• Textauszug:

= = = = = = =

4D/5D-BIM: Projektcontrolling für Ausbruch und Sicherung am Tunnel Bertoldshofen

Bei der Ausführung des etwa 600 m langen Straßentunnels Bertoldshofen im Allgäu wurde mit der Building-Information-Modeling-Methode (BIM) der bergmännische Vortrieb einschließlich des Ausbruchs und der Sicherungsmittel abgebildet. Der Schwerpunkt lag in der Erarbeitung und Verknüpfung einer durchgängigen Datenbankstruktur in einer definierten BIM-Systemumgebung. Neben einem Soll-Modell gemäß der Ausschreibungsplanung entstand parallel zur Bauausführung ein Ist-Modell auf Grundlage der digitalen Vortriebsdokumentation. Die mengenbasierte Berechnung von Zeit (4D) und Kosten (5D) gemäß bauvertraglichen Richtlinien zu jedem Projektzeitpunkt bildete die Grundlagen für die monatliche Abrechnung, die Durchführung von präzisen Soll-Ist-Vergleichen und die transparente Darstellung von Prognosen.

1 Einleitung

Im konventionellen Tunnelbau bestimmt die Geologie maßgebend den Einsatz der Ausbruchsmethode und Sicherungsmittel im Vortrieb. Da zum Zeitpunkt der Planung die genaue Bodenschichtung und das geologische Verhalten nicht vollumfänglich bekannt sind, erfordert die Objektplanung und Projektabwicklung im Tunnelvortrieb flexible Strukturen und Werkzeuge.

= = = = = = =

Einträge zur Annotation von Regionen
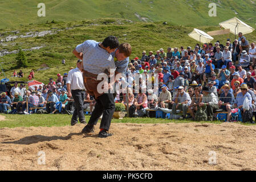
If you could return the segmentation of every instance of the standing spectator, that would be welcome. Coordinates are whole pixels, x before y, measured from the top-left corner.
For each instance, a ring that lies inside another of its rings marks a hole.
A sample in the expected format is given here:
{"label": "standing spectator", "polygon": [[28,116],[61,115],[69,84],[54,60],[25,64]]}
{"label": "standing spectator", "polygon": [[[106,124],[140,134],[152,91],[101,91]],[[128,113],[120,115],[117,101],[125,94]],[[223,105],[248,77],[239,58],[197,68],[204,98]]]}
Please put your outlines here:
{"label": "standing spectator", "polygon": [[191,104],[191,98],[189,94],[184,92],[183,86],[178,88],[178,93],[175,96],[175,102],[172,106],[172,114],[176,114],[176,110],[179,109],[182,111],[183,119],[186,118],[186,112],[188,106]]}
{"label": "standing spectator", "polygon": [[242,47],[242,49],[243,50],[246,51],[247,53],[249,53],[250,46],[249,46],[249,42],[248,40],[245,39],[244,38],[241,38],[241,46]]}
{"label": "standing spectator", "polygon": [[[71,118],[71,126],[78,123],[78,118],[79,118],[81,123],[86,123],[83,113],[83,101],[86,98],[86,92],[82,72],[83,65],[81,60],[78,60],[76,67],[75,69],[69,71],[67,80],[67,96],[70,98],[72,96],[75,101],[75,110]],[[88,97],[88,94],[87,100],[90,100]]]}
{"label": "standing spectator", "polygon": [[14,98],[14,93],[15,92],[18,92],[19,94],[21,93],[21,90],[18,86],[18,83],[17,82],[14,83],[14,86],[13,86],[13,88],[11,89],[11,90],[10,91],[10,96],[11,96],[11,99],[12,100],[13,100],[13,98]]}
{"label": "standing spectator", "polygon": [[19,78],[23,78],[24,77],[24,73],[22,72],[22,70],[20,70],[19,73],[18,73]]}
{"label": "standing spectator", "polygon": [[237,60],[238,56],[241,55],[243,49],[238,42],[238,40],[235,39],[233,44],[232,59],[233,61]]}
{"label": "standing spectator", "polygon": [[208,86],[202,88],[202,101],[199,104],[199,106],[206,107],[207,120],[212,121],[214,111],[218,109],[218,97],[216,97],[213,93],[210,93]]}
{"label": "standing spectator", "polygon": [[58,79],[56,80],[56,83],[60,83],[62,84],[62,78],[63,77],[62,76],[61,76],[61,75],[60,73],[57,74],[57,76],[58,76]]}

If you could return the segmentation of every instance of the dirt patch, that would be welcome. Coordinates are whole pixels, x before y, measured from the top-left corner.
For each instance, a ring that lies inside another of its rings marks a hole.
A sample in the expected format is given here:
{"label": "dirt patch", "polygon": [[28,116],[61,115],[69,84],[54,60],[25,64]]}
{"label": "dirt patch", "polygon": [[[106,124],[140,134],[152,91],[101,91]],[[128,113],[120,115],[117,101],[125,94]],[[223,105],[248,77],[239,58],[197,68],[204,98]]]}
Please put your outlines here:
{"label": "dirt patch", "polygon": [[112,123],[107,138],[97,137],[99,125],[90,135],[84,126],[1,129],[0,169],[256,169],[256,126]]}

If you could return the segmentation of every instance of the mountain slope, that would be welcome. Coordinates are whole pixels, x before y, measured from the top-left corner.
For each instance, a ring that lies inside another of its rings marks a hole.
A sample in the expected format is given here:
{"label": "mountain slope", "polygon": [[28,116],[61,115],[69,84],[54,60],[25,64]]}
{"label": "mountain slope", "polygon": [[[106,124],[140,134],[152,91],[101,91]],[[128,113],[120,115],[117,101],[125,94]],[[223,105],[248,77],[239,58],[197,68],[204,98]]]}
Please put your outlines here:
{"label": "mountain slope", "polygon": [[[237,17],[255,27],[256,0],[44,0],[46,15],[38,17],[39,0],[0,0],[0,28],[45,23],[118,18],[133,21],[166,21],[196,27],[217,26]],[[209,4],[217,5],[217,16],[210,17]]]}

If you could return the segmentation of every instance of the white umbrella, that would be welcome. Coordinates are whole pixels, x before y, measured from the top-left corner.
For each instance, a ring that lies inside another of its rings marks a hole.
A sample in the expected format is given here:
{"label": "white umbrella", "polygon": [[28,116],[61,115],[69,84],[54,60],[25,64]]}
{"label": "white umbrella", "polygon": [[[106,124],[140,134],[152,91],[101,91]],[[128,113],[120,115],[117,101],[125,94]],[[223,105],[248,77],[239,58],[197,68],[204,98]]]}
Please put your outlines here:
{"label": "white umbrella", "polygon": [[246,34],[252,32],[254,28],[251,27],[246,23],[242,22],[237,17],[234,17],[228,20],[220,23],[220,25],[225,29],[230,29],[230,32],[237,35],[238,32]]}
{"label": "white umbrella", "polygon": [[209,43],[213,40],[213,38],[197,28],[194,28],[194,30],[191,33],[189,33],[188,36],[202,43]]}

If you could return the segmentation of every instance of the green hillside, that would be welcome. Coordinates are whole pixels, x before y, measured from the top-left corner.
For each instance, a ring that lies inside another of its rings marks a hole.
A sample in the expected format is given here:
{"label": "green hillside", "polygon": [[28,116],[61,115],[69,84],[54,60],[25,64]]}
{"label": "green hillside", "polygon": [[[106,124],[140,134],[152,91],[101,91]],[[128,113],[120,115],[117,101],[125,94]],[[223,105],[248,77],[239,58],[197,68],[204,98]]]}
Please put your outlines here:
{"label": "green hillside", "polygon": [[[66,28],[69,27],[70,29]],[[205,31],[219,30],[217,26],[198,27]],[[190,38],[188,34],[193,28],[176,26],[168,22],[166,25],[162,22],[156,23],[131,23],[125,19],[99,19],[97,20],[84,20],[71,22],[53,22],[29,26],[20,26],[14,29],[9,28],[0,31],[3,36],[7,35],[25,35],[26,32],[56,31],[56,34],[48,35],[44,37],[19,38],[0,44],[0,50],[8,51],[17,50],[19,48],[29,49],[32,47],[43,46],[39,49],[25,52],[27,58],[29,67],[23,68],[25,76],[27,77],[31,69],[36,70],[46,67],[50,68],[44,71],[35,71],[35,80],[46,82],[50,77],[56,78],[56,74],[63,74],[69,71],[71,67],[75,67],[76,58],[72,53],[73,49],[79,44],[87,39],[102,41],[106,36],[113,35],[118,36],[120,43],[128,42],[132,47],[131,58],[141,56],[142,50],[156,51],[162,47],[166,49],[169,46],[173,48],[181,46],[194,46],[197,42]],[[18,33],[11,32],[18,30]],[[3,34],[3,32],[5,32]],[[246,34],[250,42],[256,42],[256,32]],[[234,35],[224,35],[214,36],[213,42],[219,40],[225,43],[226,39],[234,38]],[[15,61],[16,54],[11,54],[0,57],[0,63],[5,70],[6,76],[10,80],[27,81],[26,78],[12,78],[11,75],[14,69],[19,69]],[[65,58],[66,64],[61,64]],[[0,78],[4,78],[2,73]]]}
{"label": "green hillside", "polygon": [[[45,17],[38,17],[39,3],[46,5]],[[217,4],[217,16],[210,17],[209,4]],[[45,23],[115,18],[136,22],[166,21],[190,27],[218,26],[237,17],[255,27],[255,0],[0,0],[0,28]],[[144,19],[145,18],[147,19]]]}

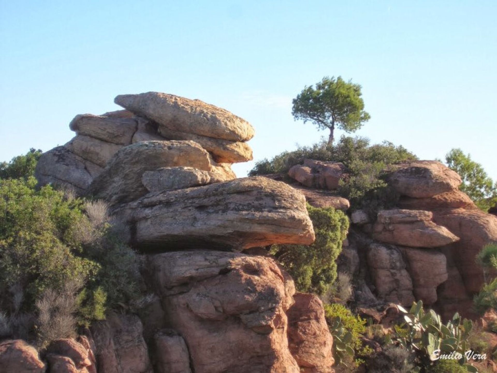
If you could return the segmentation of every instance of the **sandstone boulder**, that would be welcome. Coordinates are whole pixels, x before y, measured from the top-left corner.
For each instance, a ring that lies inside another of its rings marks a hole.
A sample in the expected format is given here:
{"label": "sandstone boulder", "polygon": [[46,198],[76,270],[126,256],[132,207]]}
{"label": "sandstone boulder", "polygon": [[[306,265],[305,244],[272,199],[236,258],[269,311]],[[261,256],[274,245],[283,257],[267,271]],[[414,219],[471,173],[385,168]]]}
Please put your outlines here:
{"label": "sandstone boulder", "polygon": [[382,242],[411,247],[438,247],[459,240],[445,227],[431,221],[429,211],[415,210],[383,210],[378,212],[378,219],[372,226],[373,238]]}
{"label": "sandstone boulder", "polygon": [[159,123],[160,127],[232,141],[247,141],[254,135],[250,124],[227,110],[173,94],[148,92],[121,94],[114,102]]}
{"label": "sandstone boulder", "polygon": [[236,163],[251,161],[252,149],[245,142],[215,139],[160,127],[159,133],[168,140],[191,140],[211,153],[216,162]]}
{"label": "sandstone boulder", "polygon": [[440,208],[478,208],[467,194],[460,190],[451,190],[426,198],[401,197],[397,204],[402,208],[413,210],[437,210]]}
{"label": "sandstone boulder", "polygon": [[400,249],[372,243],[366,257],[378,297],[387,302],[411,305],[414,300],[413,281]]}
{"label": "sandstone boulder", "polygon": [[461,177],[436,161],[415,161],[393,166],[387,176],[389,185],[400,194],[414,198],[427,198],[457,190]]}
{"label": "sandstone boulder", "polygon": [[190,356],[182,337],[171,329],[163,329],[154,340],[159,373],[191,373]]}
{"label": "sandstone boulder", "polygon": [[208,171],[209,155],[193,141],[146,141],[128,145],[115,155],[88,189],[111,203],[133,200],[147,193],[142,184],[146,171],[164,167],[190,166]]}
{"label": "sandstone boulder", "polygon": [[433,304],[437,300],[437,286],[448,279],[445,256],[426,249],[401,250],[409,265],[416,299],[427,305]]}
{"label": "sandstone boulder", "polygon": [[307,202],[315,207],[333,207],[337,210],[346,211],[350,207],[350,202],[348,199],[334,194],[332,192],[303,187],[297,185],[292,185],[292,186],[301,191],[305,196]]}
{"label": "sandstone boulder", "polygon": [[44,373],[45,370],[36,349],[20,339],[0,343],[0,368],[6,373]]}
{"label": "sandstone boulder", "polygon": [[193,167],[162,167],[145,171],[142,183],[150,192],[182,189],[224,181],[219,174]]}
{"label": "sandstone boulder", "polygon": [[58,185],[74,189],[79,194],[84,192],[93,180],[84,160],[64,146],[44,153],[34,175],[40,186]]}
{"label": "sandstone boulder", "polygon": [[111,314],[91,330],[98,373],[152,373],[138,316]]}
{"label": "sandstone boulder", "polygon": [[105,167],[112,156],[123,147],[84,135],[77,135],[68,146],[76,155],[100,167]]}
{"label": "sandstone boulder", "polygon": [[306,186],[331,190],[338,189],[345,170],[345,166],[340,162],[306,159],[303,165],[292,167],[288,175]]}
{"label": "sandstone boulder", "polygon": [[323,303],[313,294],[296,293],[287,312],[288,346],[304,373],[332,373],[333,338],[325,319]]}
{"label": "sandstone boulder", "polygon": [[69,128],[78,135],[85,135],[118,145],[128,145],[137,130],[132,118],[107,117],[83,114],[77,115]]}
{"label": "sandstone boulder", "polygon": [[142,249],[241,251],[314,240],[303,195],[266,178],[246,178],[150,194],[117,208]]}
{"label": "sandstone boulder", "polygon": [[468,291],[479,291],[484,282],[483,271],[475,258],[484,246],[497,242],[497,217],[479,209],[460,208],[437,210],[433,215],[437,224],[460,237],[460,241],[451,246],[455,265]]}
{"label": "sandstone boulder", "polygon": [[293,301],[272,259],[215,251],[149,256],[147,266],[195,373],[298,373],[285,311]]}

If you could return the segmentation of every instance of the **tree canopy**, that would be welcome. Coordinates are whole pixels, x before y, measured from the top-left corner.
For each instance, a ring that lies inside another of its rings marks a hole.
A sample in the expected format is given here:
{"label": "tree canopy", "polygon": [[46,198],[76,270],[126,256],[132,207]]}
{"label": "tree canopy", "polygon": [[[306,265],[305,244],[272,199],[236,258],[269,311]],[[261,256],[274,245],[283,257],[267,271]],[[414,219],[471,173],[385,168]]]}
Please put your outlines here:
{"label": "tree canopy", "polygon": [[497,203],[497,184],[494,184],[483,167],[460,149],[453,149],[445,156],[450,169],[461,177],[459,189],[469,196],[480,209],[488,211]]}
{"label": "tree canopy", "polygon": [[316,84],[306,86],[293,101],[292,114],[296,119],[310,121],[320,129],[330,130],[328,143],[332,144],[336,126],[353,132],[369,120],[361,97],[361,86],[341,77],[325,77]]}

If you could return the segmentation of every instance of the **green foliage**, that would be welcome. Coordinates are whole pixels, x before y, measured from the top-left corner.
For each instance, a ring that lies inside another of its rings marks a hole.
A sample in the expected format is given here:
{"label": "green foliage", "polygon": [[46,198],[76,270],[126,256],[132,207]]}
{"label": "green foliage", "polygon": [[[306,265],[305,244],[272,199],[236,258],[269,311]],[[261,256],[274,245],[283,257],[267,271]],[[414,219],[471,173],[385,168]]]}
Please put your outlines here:
{"label": "green foliage", "polygon": [[468,370],[456,360],[439,360],[429,373],[467,373]]}
{"label": "green foliage", "polygon": [[336,278],[336,260],[341,252],[349,221],[332,207],[307,205],[316,240],[309,246],[273,245],[272,253],[288,271],[300,291],[323,294]]}
{"label": "green foliage", "polygon": [[497,204],[497,184],[494,185],[482,165],[460,149],[453,149],[445,156],[447,166],[462,179],[459,189],[469,196],[480,209],[488,211]]}
{"label": "green foliage", "polygon": [[350,201],[352,208],[372,210],[391,207],[398,197],[382,180],[383,171],[389,165],[416,157],[403,146],[388,141],[370,145],[367,139],[342,136],[335,145],[322,142],[257,162],[249,175],[286,174],[308,158],[342,163],[349,176],[340,182],[339,193]]}
{"label": "green foliage", "polygon": [[366,331],[366,321],[354,316],[350,310],[338,303],[325,305],[325,314],[333,336],[333,357],[338,364],[354,356],[368,356],[371,348],[362,345],[361,337]]}
{"label": "green foliage", "polygon": [[355,132],[369,120],[364,111],[361,86],[341,77],[325,77],[316,84],[306,86],[293,101],[292,114],[304,123],[310,121],[320,129],[330,130],[329,143],[333,142],[335,126],[347,133]]}
{"label": "green foliage", "polygon": [[[459,353],[463,356],[459,364],[463,365],[466,363],[464,354],[469,346],[468,340],[473,329],[471,320],[463,320],[456,313],[451,320],[444,324],[440,315],[433,310],[424,312],[420,300],[413,303],[409,311],[401,306],[397,307],[405,314],[406,322],[401,325],[402,334],[394,334],[391,340],[403,348],[415,352],[420,366],[432,365],[432,362],[436,360],[436,350],[440,350],[440,354]],[[405,328],[407,329],[407,333],[404,332]],[[473,369],[467,365],[465,367],[468,370]]]}
{"label": "green foliage", "polygon": [[18,156],[7,163],[0,163],[0,179],[27,179],[34,176],[34,168],[42,154],[40,150],[32,148],[24,155]]}

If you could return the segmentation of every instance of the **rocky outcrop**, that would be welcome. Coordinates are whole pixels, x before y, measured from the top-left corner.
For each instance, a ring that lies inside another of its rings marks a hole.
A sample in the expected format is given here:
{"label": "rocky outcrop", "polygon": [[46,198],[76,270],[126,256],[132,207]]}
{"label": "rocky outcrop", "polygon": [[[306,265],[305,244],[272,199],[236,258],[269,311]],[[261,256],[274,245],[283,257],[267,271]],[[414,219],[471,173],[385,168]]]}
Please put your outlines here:
{"label": "rocky outcrop", "polygon": [[288,346],[304,373],[332,373],[333,339],[325,319],[323,303],[313,294],[296,293],[290,307]]}
{"label": "rocky outcrop", "polygon": [[91,328],[98,373],[152,373],[140,319],[112,314]]}
{"label": "rocky outcrop", "polygon": [[191,373],[190,356],[183,337],[172,329],[159,331],[154,337],[158,373]]}
{"label": "rocky outcrop", "polygon": [[457,173],[436,161],[416,161],[393,166],[389,185],[402,195],[427,198],[457,190],[461,183]]}
{"label": "rocky outcrop", "polygon": [[142,184],[150,192],[198,186],[226,181],[219,174],[204,171],[193,167],[162,167],[153,171],[145,171]]}
{"label": "rocky outcrop", "polygon": [[414,210],[383,210],[376,222],[365,226],[377,241],[412,247],[438,247],[459,240],[446,228],[432,221],[433,214]]}
{"label": "rocky outcrop", "polygon": [[121,94],[114,102],[173,131],[232,141],[247,141],[254,133],[250,124],[240,117],[198,99],[148,92]]}
{"label": "rocky outcrop", "polygon": [[0,368],[4,372],[44,373],[45,364],[38,351],[24,341],[17,339],[0,342]]}
{"label": "rocky outcrop", "polygon": [[124,148],[91,183],[88,193],[111,204],[128,202],[148,192],[142,183],[147,171],[188,166],[211,169],[209,154],[193,141],[145,141]]}
{"label": "rocky outcrop", "polygon": [[366,255],[378,297],[410,306],[414,300],[414,286],[401,250],[393,245],[371,243]]}
{"label": "rocky outcrop", "polygon": [[147,268],[192,371],[299,372],[285,313],[295,290],[272,259],[175,252],[149,256]]}
{"label": "rocky outcrop", "polygon": [[142,249],[242,250],[314,240],[304,196],[263,177],[151,193],[114,211]]}
{"label": "rocky outcrop", "polygon": [[292,167],[288,175],[306,186],[332,190],[338,189],[345,171],[345,166],[340,162],[306,159],[303,165]]}

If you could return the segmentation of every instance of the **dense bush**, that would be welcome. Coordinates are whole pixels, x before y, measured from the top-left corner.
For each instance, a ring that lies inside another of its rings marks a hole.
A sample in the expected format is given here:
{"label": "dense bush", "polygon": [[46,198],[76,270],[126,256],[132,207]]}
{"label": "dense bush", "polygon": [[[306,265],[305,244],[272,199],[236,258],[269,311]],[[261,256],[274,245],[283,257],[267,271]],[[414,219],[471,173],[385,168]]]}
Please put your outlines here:
{"label": "dense bush", "polygon": [[271,253],[292,276],[300,291],[322,294],[336,278],[336,260],[341,252],[349,222],[342,211],[332,207],[307,205],[316,240],[309,246],[273,245]]}
{"label": "dense bush", "polygon": [[293,166],[306,158],[343,163],[348,177],[340,183],[341,195],[350,200],[353,208],[388,207],[396,201],[395,193],[382,180],[389,165],[416,159],[402,146],[387,141],[370,145],[367,139],[342,136],[335,145],[323,141],[310,147],[300,147],[293,152],[284,152],[268,161],[257,162],[250,176],[286,174]]}
{"label": "dense bush", "polygon": [[35,331],[43,346],[134,301],[141,288],[136,255],[109,223],[106,205],[37,189],[36,155],[2,166],[0,334],[27,339]]}

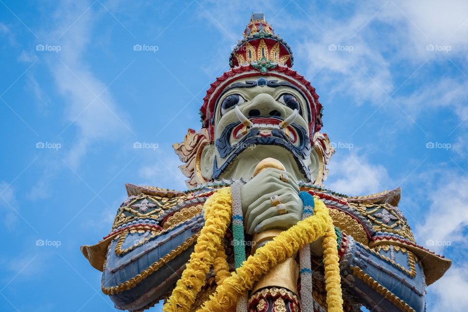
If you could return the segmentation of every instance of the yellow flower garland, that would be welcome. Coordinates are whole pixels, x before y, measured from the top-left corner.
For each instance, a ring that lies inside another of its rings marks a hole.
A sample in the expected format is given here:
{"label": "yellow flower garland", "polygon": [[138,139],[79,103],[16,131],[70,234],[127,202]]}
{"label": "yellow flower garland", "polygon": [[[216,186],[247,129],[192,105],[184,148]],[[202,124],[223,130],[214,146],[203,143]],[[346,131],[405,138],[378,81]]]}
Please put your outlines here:
{"label": "yellow flower garland", "polygon": [[[328,311],[342,312],[336,235],[328,209],[323,202],[314,198],[313,216],[281,232],[273,240],[257,250],[255,254],[249,257],[236,273],[227,277],[228,267],[222,240],[230,222],[230,195],[229,189],[225,188],[207,200],[205,205],[206,222],[197,240],[195,252],[191,255],[190,261],[163,311],[188,311],[195,302],[212,264],[214,264],[218,287],[197,312],[226,311],[234,306],[241,294],[251,289],[254,283],[271,268],[292,256],[306,244],[323,236]],[[198,248],[199,245],[204,246],[203,249]],[[205,252],[202,253],[203,251]]]}

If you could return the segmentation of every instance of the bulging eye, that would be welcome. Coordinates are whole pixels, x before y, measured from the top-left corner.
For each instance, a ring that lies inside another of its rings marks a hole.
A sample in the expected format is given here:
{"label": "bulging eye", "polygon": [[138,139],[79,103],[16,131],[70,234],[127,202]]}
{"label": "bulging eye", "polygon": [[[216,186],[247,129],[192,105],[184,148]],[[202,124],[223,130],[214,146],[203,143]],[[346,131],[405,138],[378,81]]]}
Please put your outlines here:
{"label": "bulging eye", "polygon": [[292,110],[300,110],[299,101],[297,100],[295,97],[290,93],[283,93],[279,96],[279,98],[276,100],[282,103]]}
{"label": "bulging eye", "polygon": [[224,115],[230,110],[234,108],[235,105],[238,105],[245,102],[244,98],[240,95],[234,94],[231,94],[224,98],[221,104],[221,114]]}

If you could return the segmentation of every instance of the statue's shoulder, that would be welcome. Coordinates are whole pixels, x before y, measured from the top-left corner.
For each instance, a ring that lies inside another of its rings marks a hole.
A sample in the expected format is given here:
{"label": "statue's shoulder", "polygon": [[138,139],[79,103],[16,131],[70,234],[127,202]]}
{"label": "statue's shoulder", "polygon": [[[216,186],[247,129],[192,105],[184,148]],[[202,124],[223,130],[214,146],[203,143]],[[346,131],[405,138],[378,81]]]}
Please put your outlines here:
{"label": "statue's shoulder", "polygon": [[335,226],[365,246],[379,250],[392,245],[417,256],[424,267],[428,285],[450,267],[450,260],[416,243],[408,219],[398,208],[400,188],[354,196],[311,184],[301,185],[301,189],[321,199],[331,208]]}
{"label": "statue's shoulder", "polygon": [[335,223],[348,227],[352,225],[353,229],[359,229],[357,233],[359,235],[353,237],[366,245],[376,234],[383,232],[414,241],[408,220],[398,207],[400,188],[355,196],[311,184],[304,184],[301,189],[321,199],[329,207],[335,209],[330,212]]}
{"label": "statue's shoulder", "polygon": [[[129,240],[132,234],[148,232],[145,239],[148,240],[186,225],[190,226],[189,230],[190,227],[199,226],[198,223],[203,222],[200,216],[205,201],[217,189],[226,186],[225,183],[214,183],[180,191],[127,183],[128,197],[117,209],[110,232],[97,244],[82,246],[81,252],[94,267],[102,270],[108,247],[115,239],[123,237]],[[134,250],[141,241],[125,242],[127,248],[119,253]]]}

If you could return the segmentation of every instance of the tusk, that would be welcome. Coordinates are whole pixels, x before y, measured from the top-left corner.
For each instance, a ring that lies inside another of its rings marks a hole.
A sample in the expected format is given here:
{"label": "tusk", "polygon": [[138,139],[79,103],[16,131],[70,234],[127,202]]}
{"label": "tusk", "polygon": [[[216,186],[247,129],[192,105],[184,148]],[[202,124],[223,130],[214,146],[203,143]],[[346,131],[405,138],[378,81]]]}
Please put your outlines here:
{"label": "tusk", "polygon": [[252,126],[252,122],[249,120],[249,118],[242,114],[238,106],[236,106],[234,108],[234,110],[235,111],[235,115],[237,115],[237,118],[239,118],[239,120],[240,120],[240,122],[242,122],[244,126],[247,127],[251,127]]}
{"label": "tusk", "polygon": [[292,114],[291,116],[284,119],[281,121],[281,123],[279,124],[279,127],[281,129],[284,129],[291,124],[294,121],[296,120],[296,117],[297,117],[297,110],[294,110],[294,112],[292,112]]}

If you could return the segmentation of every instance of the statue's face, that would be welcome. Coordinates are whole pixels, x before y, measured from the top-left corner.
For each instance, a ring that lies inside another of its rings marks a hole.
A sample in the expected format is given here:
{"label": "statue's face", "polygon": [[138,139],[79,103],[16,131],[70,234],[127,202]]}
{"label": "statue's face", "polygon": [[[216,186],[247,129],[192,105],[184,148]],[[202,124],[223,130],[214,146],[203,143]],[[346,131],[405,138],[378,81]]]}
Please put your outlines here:
{"label": "statue's face", "polygon": [[[316,154],[311,157],[309,109],[302,92],[281,78],[259,76],[225,88],[212,121],[213,177],[248,178],[258,162],[273,157],[298,179],[314,180]],[[294,120],[282,123],[294,110],[298,114]]]}

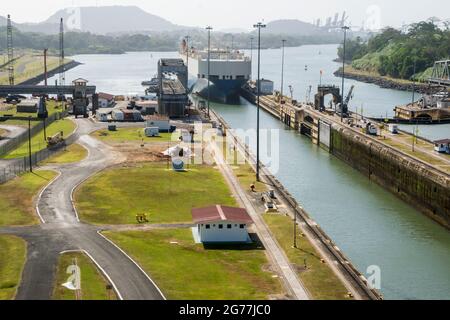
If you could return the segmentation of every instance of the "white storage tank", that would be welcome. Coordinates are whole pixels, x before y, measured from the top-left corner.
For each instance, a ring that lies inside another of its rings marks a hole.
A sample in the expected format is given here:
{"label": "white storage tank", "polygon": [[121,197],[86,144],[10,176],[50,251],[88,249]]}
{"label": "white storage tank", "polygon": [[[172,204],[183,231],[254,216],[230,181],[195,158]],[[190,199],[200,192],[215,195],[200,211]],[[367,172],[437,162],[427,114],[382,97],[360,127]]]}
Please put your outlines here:
{"label": "white storage tank", "polygon": [[145,128],[145,136],[146,137],[159,137],[159,128],[158,127]]}
{"label": "white storage tank", "polygon": [[116,121],[123,121],[125,119],[122,110],[113,110],[112,118],[113,118],[113,120],[116,120]]}

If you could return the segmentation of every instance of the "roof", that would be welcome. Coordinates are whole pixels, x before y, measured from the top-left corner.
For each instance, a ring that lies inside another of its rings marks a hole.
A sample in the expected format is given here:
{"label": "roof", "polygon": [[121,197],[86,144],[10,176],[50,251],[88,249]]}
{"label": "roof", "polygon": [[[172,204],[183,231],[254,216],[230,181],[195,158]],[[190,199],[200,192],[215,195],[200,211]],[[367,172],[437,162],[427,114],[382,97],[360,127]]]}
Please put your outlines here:
{"label": "roof", "polygon": [[253,223],[247,210],[221,205],[192,209],[192,219],[196,224],[216,221],[233,221],[247,224]]}
{"label": "roof", "polygon": [[78,79],[75,79],[75,80],[72,81],[72,83],[75,83],[75,82],[84,82],[84,83],[88,83],[89,81],[87,81],[86,79],[83,79],[83,78],[78,78]]}
{"label": "roof", "polygon": [[98,94],[99,99],[106,99],[106,100],[113,100],[114,95],[104,92],[99,92]]}
{"label": "roof", "polygon": [[450,144],[450,139],[437,140],[435,144]]}
{"label": "roof", "polygon": [[163,115],[160,115],[160,114],[155,114],[155,115],[152,115],[152,116],[146,116],[146,117],[144,117],[144,119],[147,120],[147,121],[169,121],[170,120],[169,117],[163,116]]}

= = = = = = =

• Aufgabenstellung:
Gib die Stelle aus dem Text über den Tunnel Bertoldshofen wortgetreu wieder. Beginne bei den Worten „4D/5D-BIM: Projektcontrolling für“ und höre nach den Worten „Darstellung von Prognosen.“ auf.

• Vollständige Ausgabe:
4D/5D-BIM: Projektcontrolling für Ausbruch und Sicherung am Tunnel Bertoldshofen

Bei der Ausführung des etwa 600 m langen Straßentunnels Bertoldshofen im Allgäu wurde mit der Building-Information-Modeling-Methode (BIM) der bergmännische Vortrieb einschließlich des Ausbruchs und der Sicherungsmittel abgebildet. Der Schwerpunkt lag in der Erarbeitung und Verknüpfung einer durchgängigen Datenbankstruktur in einer definierten BIM-Systemumgebung. Neben einem Soll-Modell gemäß der Ausschreibungsplanung entstand parallel zur Bauausführung ein Ist-Modell auf Grundlage der digitalen Vortriebsdokumentation. Die mengenbasierte Berechnung von Zeit (4D) und Kosten (5D) gemäß bauvertraglichen Richtlinien zu jedem Projektzeitpunkt bildete die Grundlagen für die monatliche Abrechnung, die Durchführung von präzisen Soll-Ist-Vergleichen und die transparente Darstellung von Prognosen.